▶ What the task requires:
Reproduce the material from its start through the line holding "244,103 -> 261,114", inclusive, with the requests kept in place. Multiply every coordinate in the answers by 1.55 and round each result to a whole number, with halves rounded up.

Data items

(begin)

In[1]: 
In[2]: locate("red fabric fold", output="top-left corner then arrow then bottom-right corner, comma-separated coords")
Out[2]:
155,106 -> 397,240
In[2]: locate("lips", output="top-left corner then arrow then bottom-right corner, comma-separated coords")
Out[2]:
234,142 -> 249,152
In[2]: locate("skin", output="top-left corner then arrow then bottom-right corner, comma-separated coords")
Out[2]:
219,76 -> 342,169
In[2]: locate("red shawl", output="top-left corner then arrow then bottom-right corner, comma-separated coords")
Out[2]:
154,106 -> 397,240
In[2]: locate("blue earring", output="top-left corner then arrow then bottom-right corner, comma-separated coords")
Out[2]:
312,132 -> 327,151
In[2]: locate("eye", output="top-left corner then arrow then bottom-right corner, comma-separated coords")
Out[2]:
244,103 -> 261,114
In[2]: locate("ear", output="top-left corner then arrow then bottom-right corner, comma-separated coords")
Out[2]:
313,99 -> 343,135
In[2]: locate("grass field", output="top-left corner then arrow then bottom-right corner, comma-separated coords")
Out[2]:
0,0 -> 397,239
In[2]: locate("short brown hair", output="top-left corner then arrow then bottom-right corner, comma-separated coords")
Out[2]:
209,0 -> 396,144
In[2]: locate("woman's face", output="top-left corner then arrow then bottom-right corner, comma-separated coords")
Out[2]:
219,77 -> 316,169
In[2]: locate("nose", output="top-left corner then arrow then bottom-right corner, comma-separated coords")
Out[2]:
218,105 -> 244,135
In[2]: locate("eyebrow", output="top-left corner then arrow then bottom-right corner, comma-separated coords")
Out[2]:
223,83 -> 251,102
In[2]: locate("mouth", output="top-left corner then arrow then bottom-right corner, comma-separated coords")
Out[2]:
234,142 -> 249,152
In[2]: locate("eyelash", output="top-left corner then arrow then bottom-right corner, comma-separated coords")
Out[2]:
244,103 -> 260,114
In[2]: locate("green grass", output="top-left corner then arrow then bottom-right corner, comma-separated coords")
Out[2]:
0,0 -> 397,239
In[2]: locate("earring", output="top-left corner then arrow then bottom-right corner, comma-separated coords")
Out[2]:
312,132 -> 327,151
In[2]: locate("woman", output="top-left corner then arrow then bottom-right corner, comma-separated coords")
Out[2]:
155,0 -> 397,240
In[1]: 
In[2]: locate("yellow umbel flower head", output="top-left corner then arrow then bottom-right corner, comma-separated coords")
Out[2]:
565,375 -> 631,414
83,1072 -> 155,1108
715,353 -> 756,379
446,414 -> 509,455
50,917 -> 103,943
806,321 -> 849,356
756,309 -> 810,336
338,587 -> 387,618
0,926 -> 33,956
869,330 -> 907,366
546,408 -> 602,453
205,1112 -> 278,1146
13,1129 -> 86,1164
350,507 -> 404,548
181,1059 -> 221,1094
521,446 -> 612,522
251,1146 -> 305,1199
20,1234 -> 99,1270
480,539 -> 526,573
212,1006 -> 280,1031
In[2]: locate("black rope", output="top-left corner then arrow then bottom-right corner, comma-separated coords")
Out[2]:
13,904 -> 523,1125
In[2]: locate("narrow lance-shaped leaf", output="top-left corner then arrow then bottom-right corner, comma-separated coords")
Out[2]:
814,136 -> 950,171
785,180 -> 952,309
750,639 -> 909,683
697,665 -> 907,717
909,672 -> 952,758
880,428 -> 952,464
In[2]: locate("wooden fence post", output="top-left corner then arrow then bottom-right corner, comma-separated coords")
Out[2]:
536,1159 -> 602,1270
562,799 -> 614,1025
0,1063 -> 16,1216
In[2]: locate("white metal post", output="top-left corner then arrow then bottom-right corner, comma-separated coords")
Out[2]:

(end)

▶ Completed task:
In[1]: 
In[2]: locate("red fabric fold", output="top-left corner then arrow then bottom-right corner, comma-separated coords")
Out[2]:
240,164 -> 615,372
In[2]: locate("lips", output="top-left corner then arrow then bottom-right corner, comma-separated coords")
Out[2]:
363,220 -> 386,236
In[2]: locate("skin", output="top-left corner then arrow then bottom-right corner, comma-separated coords")
Out[2]:
339,118 -> 530,262
In[2]: locate("red shawl", output="top-left corner then arrow then bottom-right corner, comma-separated coords")
Out[2]:
239,164 -> 615,372
In[2]: locate("blue earring", output="top-left corner then arrow then bottom-right corner, comma-separated coords")
Out[2]:
484,205 -> 507,234
In[2]: locate("eye", output="top-left corner then arrow then bottom-right corner, comma-separated coords")
Out[2]:
378,160 -> 405,177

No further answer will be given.